> [本文]
╔══

感冒後嗅覚障害は、上気道のウイルス感染後、上気道炎症状が消失した後も嗅覚障害が持続する状態です。
嗅覚障害を引き起こす病因の中では、慢性副鼻腔炎に次いで、二番目に多く、中高年の女性に多いのが特徴です。
感冒後嗅覚障害は、ウイルスによって嗅上皮自体が障害を受けることで引き起こされると考えています。
感冒後嗅覚障害は、改善までの期間が数年にわたることもあり、少なくとも数年は経過観察すべき病態と考えられています。
嗅神経は、成熟後も変性と新生を繰り返すとともに、傷害を受けた後も再生する特異な神経細胞です。
ということは、嗅神経の再生を促すことにより、嗅覚障害を改善に導くことが可能であるということです。
嗅神経の再生、維持には、神経成長因子(NGF)が関与しています。
感冒後嗅覚障害は、嗅神経の変性による障害と考えられていますので、このNGFの作用が期待できる嗅覚障害です。
漢方薬の、「当帰芍薬散」が嗅覚障害において嗅神経のNGF活性を亢進させることが判明しています。
感冒後嗅覚障害は、簡単に短期間での改善が見込めないとしても、数年単位での改善が見込める疾患ですので、漢方薬や鍼灸治療をすることは、嗅神経のNGF活性亢進作用を強め、改善する可能性のある疾患である、ということが言えるのです。

╚══

収集したデータ項目:
╔══

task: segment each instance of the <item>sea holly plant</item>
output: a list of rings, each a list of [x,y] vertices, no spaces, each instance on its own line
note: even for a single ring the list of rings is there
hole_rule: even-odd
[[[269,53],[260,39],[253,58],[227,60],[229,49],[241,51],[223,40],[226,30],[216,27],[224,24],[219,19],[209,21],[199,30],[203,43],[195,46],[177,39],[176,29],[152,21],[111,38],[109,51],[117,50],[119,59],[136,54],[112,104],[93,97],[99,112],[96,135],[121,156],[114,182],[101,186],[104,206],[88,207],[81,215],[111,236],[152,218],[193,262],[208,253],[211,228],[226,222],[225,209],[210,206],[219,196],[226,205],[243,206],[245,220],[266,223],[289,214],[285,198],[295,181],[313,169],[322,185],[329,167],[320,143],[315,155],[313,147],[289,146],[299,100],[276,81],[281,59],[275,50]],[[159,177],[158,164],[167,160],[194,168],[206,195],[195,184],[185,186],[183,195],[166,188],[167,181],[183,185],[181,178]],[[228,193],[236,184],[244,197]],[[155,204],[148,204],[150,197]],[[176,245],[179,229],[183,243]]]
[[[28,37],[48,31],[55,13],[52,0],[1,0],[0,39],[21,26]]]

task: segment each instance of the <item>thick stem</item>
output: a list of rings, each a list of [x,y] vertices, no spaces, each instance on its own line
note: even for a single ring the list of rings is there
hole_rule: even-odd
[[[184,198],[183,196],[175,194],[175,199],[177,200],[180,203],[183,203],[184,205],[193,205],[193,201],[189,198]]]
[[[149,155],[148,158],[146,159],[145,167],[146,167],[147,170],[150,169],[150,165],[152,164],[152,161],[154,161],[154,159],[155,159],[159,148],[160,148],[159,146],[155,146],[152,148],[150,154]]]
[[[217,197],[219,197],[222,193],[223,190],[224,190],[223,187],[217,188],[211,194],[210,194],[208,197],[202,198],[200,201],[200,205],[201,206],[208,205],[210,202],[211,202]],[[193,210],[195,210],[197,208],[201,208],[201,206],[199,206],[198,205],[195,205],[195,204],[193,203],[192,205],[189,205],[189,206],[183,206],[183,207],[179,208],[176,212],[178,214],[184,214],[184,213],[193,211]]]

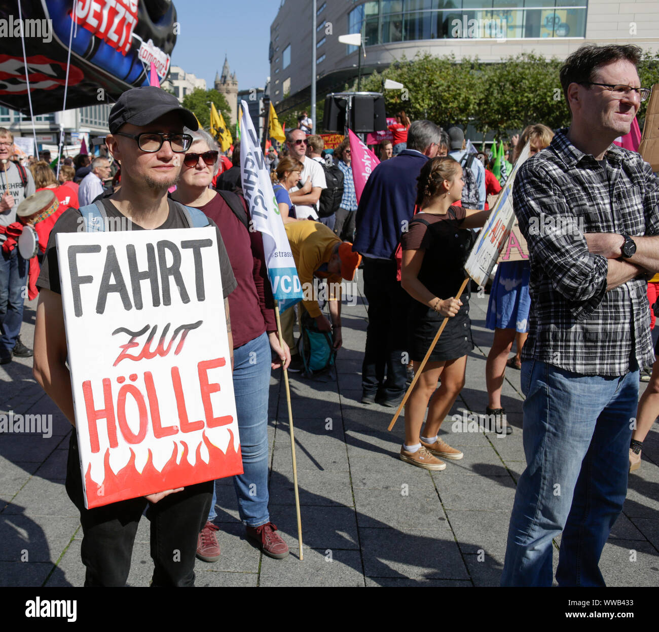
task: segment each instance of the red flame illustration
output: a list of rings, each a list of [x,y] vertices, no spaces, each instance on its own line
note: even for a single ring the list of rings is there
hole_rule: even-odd
[[[236,474],[243,473],[243,458],[240,446],[237,451],[234,447],[233,433],[229,431],[231,436],[226,453],[214,445],[202,433],[202,440],[208,449],[209,459],[206,463],[202,460],[202,444],[200,442],[196,449],[196,460],[194,465],[190,465],[187,456],[188,447],[185,442],[183,444],[183,453],[181,463],[177,463],[179,446],[174,444],[174,449],[169,459],[158,471],[153,463],[153,455],[149,450],[148,457],[144,469],[140,473],[135,467],[135,453],[130,449],[129,462],[116,474],[110,467],[110,450],[105,451],[103,465],[105,476],[103,483],[99,485],[92,480],[92,464],[87,467],[85,474],[85,489],[87,494],[87,507],[101,507],[115,503],[127,498],[136,498],[148,494],[157,494],[166,490],[185,487],[206,480],[223,478]]]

╚══

> [課題の指示] 感冒後嗅覚障害についての本文から、「感冒後嗅覚障害は、改善までの」から「が可能であるということです。」までをそのまま書き写してください。

> [解答]
感冒後嗅覚障害は、改善までの期間が数年にわたることもあり、少なくとも数年は経過観察すべき病態と考えられています。
嗅神経は、成熟後も変性と新生を繰り返すとともに、傷害を受けた後も再生する特異な神経細胞です。
ということは、嗅神経の再生を促すことにより、嗅覚障害を改善に導くことが可能であるということです。